◆ Assignment: Copy, without any change, the entries from their beginning through the line that contains "box: [801, 514, 813, 681]".

◆ Supplied data:
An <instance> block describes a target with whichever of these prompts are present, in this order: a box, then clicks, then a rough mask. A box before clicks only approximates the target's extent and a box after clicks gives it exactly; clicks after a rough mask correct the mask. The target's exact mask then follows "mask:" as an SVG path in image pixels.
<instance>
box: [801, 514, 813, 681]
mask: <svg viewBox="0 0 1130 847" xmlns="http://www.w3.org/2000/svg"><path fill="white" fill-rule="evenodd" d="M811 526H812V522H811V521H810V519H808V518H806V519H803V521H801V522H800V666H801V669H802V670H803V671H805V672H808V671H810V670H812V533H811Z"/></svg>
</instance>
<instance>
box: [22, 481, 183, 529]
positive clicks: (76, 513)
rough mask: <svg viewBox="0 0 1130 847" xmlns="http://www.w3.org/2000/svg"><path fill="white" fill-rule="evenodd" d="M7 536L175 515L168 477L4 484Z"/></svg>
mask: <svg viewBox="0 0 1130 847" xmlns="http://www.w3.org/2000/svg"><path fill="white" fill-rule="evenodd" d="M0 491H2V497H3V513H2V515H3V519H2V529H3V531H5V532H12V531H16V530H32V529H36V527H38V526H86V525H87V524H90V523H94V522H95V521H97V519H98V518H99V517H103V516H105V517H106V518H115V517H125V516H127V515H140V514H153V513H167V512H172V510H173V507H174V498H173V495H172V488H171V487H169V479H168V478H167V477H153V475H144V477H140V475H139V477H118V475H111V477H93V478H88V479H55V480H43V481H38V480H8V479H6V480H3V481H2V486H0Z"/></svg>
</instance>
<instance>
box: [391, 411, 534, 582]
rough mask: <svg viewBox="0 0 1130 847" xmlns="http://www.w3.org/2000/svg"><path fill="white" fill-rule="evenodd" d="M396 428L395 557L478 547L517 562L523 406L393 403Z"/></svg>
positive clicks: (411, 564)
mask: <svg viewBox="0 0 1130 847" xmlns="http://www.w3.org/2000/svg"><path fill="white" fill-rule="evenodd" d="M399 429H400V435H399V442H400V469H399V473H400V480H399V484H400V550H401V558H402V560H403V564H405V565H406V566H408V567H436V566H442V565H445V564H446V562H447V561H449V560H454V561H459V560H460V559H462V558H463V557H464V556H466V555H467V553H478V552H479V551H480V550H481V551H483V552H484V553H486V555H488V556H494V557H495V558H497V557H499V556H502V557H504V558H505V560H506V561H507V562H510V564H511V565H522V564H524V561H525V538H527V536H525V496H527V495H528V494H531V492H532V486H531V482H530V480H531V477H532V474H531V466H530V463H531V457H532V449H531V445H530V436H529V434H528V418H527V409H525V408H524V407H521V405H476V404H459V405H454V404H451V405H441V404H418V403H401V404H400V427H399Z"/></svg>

◆ Response area:
An <instance> block describes a target with whichever of these prompts are present, in this order: a box, then clicks, then a rough mask. A box before clicks only approximates the target's extent and a box after clicks gives it exactly; clicks after a rough mask correct the mask. The target's exact mask then follows "mask:" as an SVG path in image pixels.
<instance>
box: [801, 514, 813, 681]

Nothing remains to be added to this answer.